### SUPPLIED TEXT
########################################
I like #1 and #2. Both photographic. Both a sequence of poses. #2 is harder to photograph – its more subtle, more ‘liminal’.

On a bigger scale I think I would need to screenprint the photographic images rather than photopolymer (it gets too expensive at that scale) and screenprint would also allow me to use different colour. However I’m a fan of the misty-atmosphere of the photopolymer (that comes from the intaglio inking process), and I’m generally not keen on the screenprint aesthetic (a bit flat for me and not so satisfying to print). So we’ll see. Probably the next step is to trial it on the larger scale.


For my Urgency Commission with the University of Exeter (UoE), I will be working with people who have been or are protesters. I am hoping some of them will be UoE staff and students. To reach people often takes a little while. In the meantime I have started to test the processes I may use to create the liminal portraits.

The intention is to involve the protester-participants in the making of their own liminal portrait, and in the process to explore and discuss AFR technologies and their potential impact on the right to protest.

In this way I need to find a process of making that can genuinely involve them, yet is steered by my plan for the final outcome. (I do not therefore call what I am doing ‘participatory art’ – I’m sure I’ll write on this later, or in a different blog, the difference between co-produced and participatory art)

Yesterday I made a whole load of monotype portraits, using a helpful volunteer as a test-subject. I will play with these in several ways, including as chine collé onto embossed prints.

The aim is to create a portrait that explores the liminality of our identity. I want to make a portrait that is both recognisable by the human eye and unrecognisable by AFR technologies.


Panopticon .. that’s a new word for me. It is satisfying to say and particularly in the context of the area of automatic facial recognition (AFR), gratifying to learn about.

I was drawn to the Wikipedia page on the Panopticon by this article on Medium by a contributor Meltem Demirors.

The panoptican is a type of building and a form of control. Jeremy Bentham, a social theorist in the 18th century, came up with a design for a prison whereby all the inmates could be observed by a single watchman. As stated in the Wikipedia entry:

Although it is physically impossible for the single watchman to observe all the inmates’ cells at once, the fact that the inmates cannot know when they are being watched means that they are motivated to act as though they are being watched at all times. Thus, they are effectively compelled to regulate their own behaviour.
########################################
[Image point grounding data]
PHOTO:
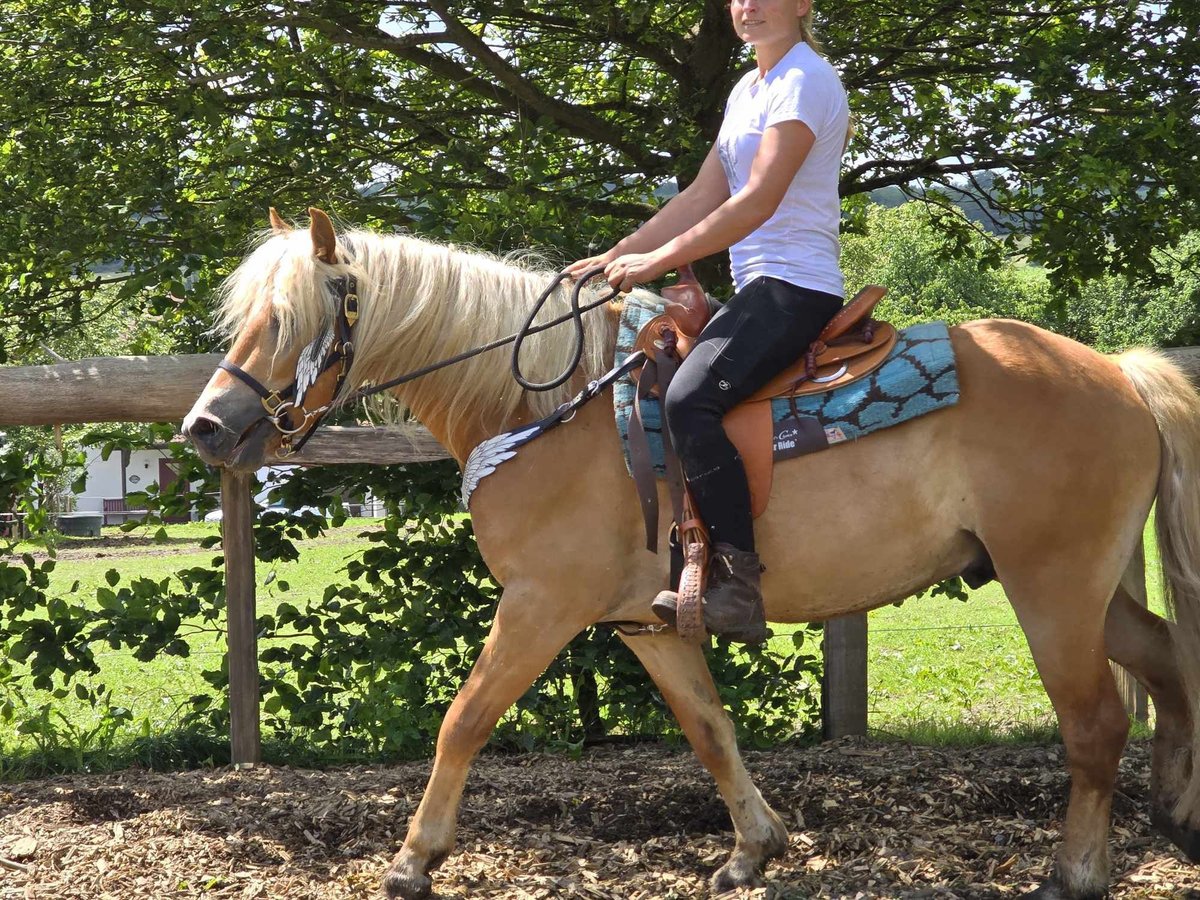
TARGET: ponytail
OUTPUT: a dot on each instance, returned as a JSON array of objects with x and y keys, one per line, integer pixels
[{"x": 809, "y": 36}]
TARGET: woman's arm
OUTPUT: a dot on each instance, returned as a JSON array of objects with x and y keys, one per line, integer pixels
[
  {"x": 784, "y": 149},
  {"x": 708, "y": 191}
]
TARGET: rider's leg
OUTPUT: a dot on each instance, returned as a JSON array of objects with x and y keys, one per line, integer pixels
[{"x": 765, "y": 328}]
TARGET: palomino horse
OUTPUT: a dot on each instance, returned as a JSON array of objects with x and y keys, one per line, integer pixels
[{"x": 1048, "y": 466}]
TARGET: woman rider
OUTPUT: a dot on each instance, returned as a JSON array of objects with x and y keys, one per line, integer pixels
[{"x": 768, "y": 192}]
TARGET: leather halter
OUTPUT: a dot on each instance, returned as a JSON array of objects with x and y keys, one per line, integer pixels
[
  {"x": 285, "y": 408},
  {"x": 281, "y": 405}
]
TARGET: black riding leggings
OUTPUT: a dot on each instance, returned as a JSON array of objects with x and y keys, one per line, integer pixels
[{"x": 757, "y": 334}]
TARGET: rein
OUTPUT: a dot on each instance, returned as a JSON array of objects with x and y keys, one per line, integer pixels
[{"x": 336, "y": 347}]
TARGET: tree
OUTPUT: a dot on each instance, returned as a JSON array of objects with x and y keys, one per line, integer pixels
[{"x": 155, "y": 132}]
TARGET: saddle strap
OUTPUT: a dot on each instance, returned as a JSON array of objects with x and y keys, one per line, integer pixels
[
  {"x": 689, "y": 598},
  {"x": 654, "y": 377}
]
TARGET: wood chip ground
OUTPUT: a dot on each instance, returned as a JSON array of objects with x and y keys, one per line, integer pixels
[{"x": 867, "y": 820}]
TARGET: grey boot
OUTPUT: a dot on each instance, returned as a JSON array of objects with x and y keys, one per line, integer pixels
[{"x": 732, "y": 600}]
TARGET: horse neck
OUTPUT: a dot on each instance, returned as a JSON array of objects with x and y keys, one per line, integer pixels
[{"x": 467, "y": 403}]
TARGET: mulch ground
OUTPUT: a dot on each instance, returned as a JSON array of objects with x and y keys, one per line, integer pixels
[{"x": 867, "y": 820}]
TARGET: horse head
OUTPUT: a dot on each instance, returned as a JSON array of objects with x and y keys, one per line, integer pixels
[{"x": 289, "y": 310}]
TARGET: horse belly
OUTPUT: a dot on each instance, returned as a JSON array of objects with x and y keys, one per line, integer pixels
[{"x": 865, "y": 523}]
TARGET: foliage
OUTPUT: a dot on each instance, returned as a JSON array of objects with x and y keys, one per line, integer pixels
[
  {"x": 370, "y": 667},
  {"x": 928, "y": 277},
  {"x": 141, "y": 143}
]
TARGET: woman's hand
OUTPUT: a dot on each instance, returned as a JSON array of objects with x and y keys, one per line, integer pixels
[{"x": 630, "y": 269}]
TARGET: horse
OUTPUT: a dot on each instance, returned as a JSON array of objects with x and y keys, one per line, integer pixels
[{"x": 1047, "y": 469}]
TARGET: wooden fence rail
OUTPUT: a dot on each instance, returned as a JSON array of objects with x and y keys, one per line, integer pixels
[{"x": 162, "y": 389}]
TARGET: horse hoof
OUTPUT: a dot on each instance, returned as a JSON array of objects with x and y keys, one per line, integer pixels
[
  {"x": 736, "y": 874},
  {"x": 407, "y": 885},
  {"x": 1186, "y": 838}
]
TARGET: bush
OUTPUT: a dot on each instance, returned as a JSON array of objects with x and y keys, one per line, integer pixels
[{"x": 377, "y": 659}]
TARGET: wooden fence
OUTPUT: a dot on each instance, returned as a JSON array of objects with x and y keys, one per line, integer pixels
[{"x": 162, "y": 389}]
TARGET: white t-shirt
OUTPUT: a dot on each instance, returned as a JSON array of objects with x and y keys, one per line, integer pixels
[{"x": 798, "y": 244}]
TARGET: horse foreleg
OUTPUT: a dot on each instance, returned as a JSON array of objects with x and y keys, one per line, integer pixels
########################################
Continue the blog post about liminal portraits and facial recognition, starting right after its last sentence.

### TASK RESULT
The use of AFR is a form of panoptican. The threat of observation and monitoring is bound to influence how we regulate our behaviour. There are a multitude of protests happening right now – how will the increasing (and currently unregulated use) of AFR in public spaces impact on people’s desire to be counted in the future?

Demirors speaks of the necessary privacies that we should demand in the face of pervading surveillance.

These are:

  1. Privacy in Economic Interactions, meaning who we send money to, how, when, in what amount, and why is something we have a right to keep private to ourselves and the recipient
  2. Privacy in Movement, meaning we should be able to move about physical, digital, and virtual space with anonymity, and we should be able to enter and leave spaces, whether in real life or online, without giving out identifying information
  3. Privacy in Communications, meaning we should be able to conduct conversations with certainty that they will remain private, and that we should be able to abstract our identity from our communications both in the physical world and online

I would add a fourth perhaps.. Privacy in Protest, meaning we should be able to attend a gathering with like-minded others to raise awareness on a critical issue, and that we should be able to do this without fear of our biometric information (or our children’s or young people’s) being added to a database for purposes beyond our knowledge or control.

The protest, the peace gathering, the vigil, the action – all forms of action which are there to empower people to stand up and speak out on behalf of others, could be made impotent under the threat of surveillance and its unknown implications.